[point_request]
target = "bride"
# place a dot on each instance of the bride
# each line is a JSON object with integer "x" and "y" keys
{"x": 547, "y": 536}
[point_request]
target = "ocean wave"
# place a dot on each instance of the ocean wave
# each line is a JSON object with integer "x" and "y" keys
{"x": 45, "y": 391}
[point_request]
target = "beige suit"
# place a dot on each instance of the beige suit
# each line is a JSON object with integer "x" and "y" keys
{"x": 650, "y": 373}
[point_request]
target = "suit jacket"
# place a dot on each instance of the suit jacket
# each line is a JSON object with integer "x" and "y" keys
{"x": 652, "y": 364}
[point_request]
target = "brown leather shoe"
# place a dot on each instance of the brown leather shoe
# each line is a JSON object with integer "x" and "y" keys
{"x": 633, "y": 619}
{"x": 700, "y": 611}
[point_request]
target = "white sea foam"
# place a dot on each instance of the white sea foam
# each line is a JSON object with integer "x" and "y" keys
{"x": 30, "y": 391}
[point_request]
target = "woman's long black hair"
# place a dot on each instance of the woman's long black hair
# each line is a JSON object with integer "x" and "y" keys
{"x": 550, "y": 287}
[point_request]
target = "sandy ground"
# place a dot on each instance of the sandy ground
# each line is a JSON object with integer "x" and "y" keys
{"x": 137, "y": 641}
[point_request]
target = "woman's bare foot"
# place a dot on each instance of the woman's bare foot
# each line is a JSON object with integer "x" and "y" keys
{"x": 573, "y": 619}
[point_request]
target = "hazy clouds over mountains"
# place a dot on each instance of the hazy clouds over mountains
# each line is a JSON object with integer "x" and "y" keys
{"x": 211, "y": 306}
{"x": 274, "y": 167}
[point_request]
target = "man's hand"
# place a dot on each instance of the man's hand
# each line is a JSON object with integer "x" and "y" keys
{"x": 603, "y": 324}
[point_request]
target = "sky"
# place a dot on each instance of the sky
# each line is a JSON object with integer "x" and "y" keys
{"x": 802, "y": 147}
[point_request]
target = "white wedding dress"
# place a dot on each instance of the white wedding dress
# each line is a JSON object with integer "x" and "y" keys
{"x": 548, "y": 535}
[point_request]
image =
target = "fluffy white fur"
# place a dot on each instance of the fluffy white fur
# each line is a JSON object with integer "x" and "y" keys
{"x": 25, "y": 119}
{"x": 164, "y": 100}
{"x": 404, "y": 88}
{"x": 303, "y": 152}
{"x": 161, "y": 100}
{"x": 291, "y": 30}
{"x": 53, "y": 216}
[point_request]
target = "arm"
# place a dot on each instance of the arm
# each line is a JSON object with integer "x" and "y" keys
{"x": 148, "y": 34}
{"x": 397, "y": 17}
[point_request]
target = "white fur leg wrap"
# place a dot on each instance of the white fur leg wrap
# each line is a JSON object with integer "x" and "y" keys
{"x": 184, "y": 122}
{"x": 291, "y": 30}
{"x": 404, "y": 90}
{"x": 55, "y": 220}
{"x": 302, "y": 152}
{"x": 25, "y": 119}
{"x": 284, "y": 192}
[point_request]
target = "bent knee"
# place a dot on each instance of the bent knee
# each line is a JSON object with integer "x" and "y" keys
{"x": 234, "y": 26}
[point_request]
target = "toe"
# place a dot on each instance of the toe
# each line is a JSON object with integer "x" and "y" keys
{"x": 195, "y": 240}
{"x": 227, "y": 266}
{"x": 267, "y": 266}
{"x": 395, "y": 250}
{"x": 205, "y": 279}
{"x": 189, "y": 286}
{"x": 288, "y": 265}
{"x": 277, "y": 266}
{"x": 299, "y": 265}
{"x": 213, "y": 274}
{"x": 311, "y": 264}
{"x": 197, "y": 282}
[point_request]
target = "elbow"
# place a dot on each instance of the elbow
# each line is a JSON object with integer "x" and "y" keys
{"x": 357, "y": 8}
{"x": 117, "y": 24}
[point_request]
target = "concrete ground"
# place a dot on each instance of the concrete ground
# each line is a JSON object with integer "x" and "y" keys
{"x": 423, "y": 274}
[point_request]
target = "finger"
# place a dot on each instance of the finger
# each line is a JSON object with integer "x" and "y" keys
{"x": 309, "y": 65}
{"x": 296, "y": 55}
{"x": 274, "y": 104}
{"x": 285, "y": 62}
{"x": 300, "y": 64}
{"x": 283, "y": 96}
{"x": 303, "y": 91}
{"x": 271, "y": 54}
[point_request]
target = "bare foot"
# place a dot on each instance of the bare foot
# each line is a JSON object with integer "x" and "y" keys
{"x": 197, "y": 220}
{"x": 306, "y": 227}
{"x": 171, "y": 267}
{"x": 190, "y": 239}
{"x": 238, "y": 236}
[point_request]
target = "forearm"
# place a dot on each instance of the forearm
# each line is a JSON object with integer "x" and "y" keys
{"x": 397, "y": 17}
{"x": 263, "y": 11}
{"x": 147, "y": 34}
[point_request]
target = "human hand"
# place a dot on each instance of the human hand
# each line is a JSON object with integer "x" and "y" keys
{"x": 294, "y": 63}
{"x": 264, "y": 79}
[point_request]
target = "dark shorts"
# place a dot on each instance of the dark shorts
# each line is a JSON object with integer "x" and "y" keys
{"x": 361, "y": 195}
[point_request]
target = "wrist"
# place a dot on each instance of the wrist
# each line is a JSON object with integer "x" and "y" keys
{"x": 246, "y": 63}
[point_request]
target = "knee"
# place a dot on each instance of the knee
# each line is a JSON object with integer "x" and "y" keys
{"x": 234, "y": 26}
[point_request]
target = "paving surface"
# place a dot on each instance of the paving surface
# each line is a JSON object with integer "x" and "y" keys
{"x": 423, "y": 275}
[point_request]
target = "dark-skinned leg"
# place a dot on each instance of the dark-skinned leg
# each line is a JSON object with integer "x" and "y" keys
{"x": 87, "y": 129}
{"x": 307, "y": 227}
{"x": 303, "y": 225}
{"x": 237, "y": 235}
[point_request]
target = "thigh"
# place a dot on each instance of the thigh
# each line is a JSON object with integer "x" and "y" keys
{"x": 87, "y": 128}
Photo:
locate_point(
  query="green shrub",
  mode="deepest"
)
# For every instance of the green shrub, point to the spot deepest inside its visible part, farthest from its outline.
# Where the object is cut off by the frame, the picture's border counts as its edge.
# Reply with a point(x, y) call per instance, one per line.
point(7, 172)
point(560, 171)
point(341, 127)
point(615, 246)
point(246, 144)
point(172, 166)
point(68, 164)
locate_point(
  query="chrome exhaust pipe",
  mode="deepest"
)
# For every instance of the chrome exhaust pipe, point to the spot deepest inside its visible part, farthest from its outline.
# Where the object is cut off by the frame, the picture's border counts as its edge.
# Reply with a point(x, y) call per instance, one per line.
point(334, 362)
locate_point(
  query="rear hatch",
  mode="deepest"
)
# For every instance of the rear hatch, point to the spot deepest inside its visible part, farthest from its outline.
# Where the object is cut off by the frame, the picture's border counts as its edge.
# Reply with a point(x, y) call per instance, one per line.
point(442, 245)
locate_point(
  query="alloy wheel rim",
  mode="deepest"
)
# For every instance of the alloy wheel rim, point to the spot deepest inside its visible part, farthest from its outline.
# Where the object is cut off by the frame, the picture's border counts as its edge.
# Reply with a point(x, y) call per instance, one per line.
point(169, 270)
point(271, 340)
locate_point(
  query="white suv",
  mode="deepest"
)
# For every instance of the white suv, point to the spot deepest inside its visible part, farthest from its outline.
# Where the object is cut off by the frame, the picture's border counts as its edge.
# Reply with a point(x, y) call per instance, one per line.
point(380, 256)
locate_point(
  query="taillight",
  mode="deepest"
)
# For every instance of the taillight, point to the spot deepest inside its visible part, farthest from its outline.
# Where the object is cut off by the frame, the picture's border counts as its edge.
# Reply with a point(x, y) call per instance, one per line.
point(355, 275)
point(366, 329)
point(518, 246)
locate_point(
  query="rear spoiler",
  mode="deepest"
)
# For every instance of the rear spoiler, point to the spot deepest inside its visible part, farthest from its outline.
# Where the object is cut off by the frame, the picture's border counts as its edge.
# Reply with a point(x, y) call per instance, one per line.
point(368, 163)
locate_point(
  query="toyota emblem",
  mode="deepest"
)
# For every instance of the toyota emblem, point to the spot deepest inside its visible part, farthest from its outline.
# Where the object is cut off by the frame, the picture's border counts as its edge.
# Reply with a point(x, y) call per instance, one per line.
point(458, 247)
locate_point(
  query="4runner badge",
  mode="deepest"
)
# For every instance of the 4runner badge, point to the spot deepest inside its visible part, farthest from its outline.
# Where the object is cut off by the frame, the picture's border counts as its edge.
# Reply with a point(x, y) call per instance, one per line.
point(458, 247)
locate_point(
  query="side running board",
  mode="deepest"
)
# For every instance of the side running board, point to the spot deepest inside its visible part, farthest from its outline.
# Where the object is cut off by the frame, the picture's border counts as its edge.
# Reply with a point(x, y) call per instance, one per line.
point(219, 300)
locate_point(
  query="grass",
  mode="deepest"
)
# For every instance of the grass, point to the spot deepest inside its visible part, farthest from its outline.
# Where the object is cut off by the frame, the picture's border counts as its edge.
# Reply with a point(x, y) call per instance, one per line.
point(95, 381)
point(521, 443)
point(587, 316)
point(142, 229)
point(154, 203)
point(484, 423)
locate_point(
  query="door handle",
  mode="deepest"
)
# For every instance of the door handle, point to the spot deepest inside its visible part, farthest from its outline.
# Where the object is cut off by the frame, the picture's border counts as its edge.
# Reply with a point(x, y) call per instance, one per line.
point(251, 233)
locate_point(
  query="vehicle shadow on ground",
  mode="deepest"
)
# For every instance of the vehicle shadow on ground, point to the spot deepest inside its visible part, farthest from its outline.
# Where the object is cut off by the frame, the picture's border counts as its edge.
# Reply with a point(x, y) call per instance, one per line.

YOUR OBJECTIVE
For the string "hair", show each line of the listing where it appears.

WRITTEN SOLUTION
target = "woman's long black hair"
# place a dot on each instance of the woman's long black hair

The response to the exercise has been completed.